Two developments in the past couple of weeks provide enduring lessons in the politics of health care for undocumented immigrants.
On July 22 the Texas Attorney General issued
Opinion No. GA-0219 to answer the question whether
section 285.201 of the Health and Safety Code requires a hospital district to provide nonemergency public health services to undocumented persons who are otherwise ineligible for those benefits under federal law.
Background: In 2001, the Texas Attorney General told the Harris County Hospital District that federal law prohibited the district from providing free or discounted nonemergency health care to undocumented persons.

DATASET ENTRIES ::
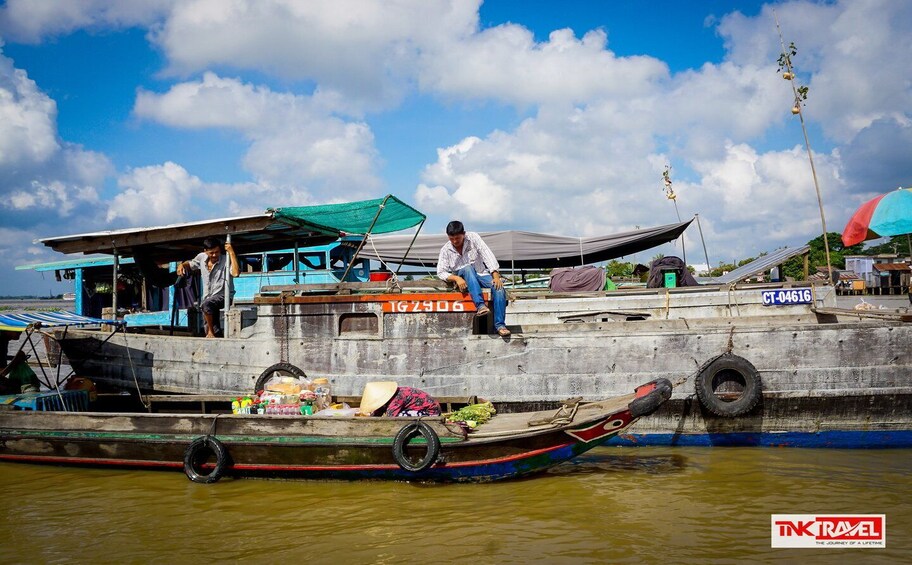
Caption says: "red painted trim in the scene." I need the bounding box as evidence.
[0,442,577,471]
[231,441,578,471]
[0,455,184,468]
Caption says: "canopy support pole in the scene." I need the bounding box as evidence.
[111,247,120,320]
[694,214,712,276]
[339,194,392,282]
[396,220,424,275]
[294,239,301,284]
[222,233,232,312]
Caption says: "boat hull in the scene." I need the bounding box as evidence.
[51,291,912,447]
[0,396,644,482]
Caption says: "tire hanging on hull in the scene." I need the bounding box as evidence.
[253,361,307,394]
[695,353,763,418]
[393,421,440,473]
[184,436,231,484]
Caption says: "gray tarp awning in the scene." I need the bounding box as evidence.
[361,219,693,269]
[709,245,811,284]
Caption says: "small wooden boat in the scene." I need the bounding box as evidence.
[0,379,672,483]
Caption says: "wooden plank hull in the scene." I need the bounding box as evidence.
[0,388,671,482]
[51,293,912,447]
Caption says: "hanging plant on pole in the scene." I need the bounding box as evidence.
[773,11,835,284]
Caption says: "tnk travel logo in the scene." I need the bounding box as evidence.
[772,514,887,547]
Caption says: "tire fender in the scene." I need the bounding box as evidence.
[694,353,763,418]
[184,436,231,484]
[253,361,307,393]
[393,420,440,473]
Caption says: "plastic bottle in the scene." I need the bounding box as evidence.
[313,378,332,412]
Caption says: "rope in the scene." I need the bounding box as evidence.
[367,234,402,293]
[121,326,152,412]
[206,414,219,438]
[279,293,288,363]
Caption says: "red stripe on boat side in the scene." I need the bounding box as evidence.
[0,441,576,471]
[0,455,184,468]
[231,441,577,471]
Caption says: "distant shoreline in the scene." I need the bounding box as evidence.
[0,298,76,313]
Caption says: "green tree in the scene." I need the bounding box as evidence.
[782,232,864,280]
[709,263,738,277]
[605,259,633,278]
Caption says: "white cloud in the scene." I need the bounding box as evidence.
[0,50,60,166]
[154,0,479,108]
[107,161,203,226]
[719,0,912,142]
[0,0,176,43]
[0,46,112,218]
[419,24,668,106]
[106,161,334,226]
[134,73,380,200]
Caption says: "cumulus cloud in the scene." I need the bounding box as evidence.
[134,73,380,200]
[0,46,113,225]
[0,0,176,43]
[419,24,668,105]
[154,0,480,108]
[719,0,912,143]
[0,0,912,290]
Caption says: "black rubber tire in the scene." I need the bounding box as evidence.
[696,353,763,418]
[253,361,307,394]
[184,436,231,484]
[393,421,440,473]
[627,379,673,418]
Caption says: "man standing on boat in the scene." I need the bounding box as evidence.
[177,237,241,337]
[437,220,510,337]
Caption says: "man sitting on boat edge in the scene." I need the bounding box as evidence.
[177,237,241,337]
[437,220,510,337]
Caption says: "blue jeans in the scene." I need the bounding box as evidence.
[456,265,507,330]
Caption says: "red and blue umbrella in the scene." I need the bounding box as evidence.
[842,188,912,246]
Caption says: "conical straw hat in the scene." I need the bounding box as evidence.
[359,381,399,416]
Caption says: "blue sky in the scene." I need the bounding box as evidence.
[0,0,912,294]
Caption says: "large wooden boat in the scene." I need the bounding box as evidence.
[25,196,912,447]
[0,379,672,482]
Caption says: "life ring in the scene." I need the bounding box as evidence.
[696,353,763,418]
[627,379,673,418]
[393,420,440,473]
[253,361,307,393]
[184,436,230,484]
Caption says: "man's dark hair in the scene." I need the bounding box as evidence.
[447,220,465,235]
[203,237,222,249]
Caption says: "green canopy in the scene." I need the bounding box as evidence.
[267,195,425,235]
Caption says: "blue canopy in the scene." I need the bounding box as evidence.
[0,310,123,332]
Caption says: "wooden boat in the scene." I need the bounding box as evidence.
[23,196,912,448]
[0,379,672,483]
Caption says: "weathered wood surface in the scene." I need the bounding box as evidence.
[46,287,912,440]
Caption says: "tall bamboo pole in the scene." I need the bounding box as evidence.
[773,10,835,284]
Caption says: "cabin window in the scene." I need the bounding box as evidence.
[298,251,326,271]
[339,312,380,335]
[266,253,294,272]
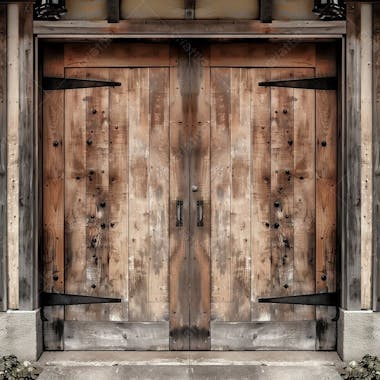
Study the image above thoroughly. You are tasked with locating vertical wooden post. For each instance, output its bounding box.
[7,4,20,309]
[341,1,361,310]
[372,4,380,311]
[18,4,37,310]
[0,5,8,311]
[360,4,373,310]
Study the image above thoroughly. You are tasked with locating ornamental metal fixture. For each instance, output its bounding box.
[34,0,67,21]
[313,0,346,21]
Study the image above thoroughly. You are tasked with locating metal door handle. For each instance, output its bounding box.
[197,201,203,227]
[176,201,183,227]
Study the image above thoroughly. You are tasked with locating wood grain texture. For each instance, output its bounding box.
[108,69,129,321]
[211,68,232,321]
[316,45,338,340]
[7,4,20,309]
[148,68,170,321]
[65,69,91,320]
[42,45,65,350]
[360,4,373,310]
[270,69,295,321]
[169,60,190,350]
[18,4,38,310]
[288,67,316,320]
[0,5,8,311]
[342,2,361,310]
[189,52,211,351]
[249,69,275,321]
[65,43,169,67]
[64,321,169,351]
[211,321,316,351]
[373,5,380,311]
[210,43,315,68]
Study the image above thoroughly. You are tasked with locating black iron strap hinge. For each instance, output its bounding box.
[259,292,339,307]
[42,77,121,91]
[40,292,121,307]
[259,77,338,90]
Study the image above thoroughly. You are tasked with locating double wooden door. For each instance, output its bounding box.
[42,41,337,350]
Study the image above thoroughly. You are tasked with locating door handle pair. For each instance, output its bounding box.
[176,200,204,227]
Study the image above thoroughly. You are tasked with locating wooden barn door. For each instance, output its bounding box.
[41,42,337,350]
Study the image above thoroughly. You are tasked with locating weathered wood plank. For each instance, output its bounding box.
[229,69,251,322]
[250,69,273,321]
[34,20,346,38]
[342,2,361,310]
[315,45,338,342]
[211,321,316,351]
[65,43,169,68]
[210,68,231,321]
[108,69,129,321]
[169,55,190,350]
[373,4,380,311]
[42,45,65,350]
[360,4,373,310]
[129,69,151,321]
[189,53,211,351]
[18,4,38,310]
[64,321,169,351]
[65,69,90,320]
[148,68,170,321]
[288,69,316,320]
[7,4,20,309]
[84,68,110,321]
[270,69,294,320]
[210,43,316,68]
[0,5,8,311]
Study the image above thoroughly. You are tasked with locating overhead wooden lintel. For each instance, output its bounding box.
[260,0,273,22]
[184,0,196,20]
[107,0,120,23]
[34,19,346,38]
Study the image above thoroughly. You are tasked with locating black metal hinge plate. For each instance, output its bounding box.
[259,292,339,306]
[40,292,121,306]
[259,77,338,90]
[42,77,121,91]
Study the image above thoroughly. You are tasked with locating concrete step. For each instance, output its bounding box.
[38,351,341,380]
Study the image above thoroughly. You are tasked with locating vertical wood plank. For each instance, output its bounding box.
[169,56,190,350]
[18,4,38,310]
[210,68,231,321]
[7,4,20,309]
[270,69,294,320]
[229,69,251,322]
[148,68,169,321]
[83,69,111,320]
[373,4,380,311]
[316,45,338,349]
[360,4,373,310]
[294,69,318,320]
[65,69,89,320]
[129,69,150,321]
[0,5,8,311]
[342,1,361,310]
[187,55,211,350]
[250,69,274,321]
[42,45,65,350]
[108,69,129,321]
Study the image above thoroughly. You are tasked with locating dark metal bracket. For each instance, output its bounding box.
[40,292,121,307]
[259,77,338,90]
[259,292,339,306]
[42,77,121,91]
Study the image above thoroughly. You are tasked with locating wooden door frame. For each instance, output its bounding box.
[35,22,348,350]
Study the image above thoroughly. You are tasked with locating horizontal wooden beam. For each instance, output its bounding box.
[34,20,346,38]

ASSIGNED TASK 1 ::
In the text on health care for undocumented immigrants, on what date did the Texas Attorney General issue Opinion No. GA-0219?
ASSIGNED TASK 2 ::
Reproduce the portion of the text on health care for undocumented immigrants starting at "Background: In 2001, the" and ending at "to undocumented persons.".

EXERCISE ANSWER 1 ::
July 22

EXERCISE ANSWER 2 ::
Background: In 2001, the Texas Attorney General told the Harris County Hospital District that federal law prohibited the district from providing free or discounted nonemergency health care to undocumented persons.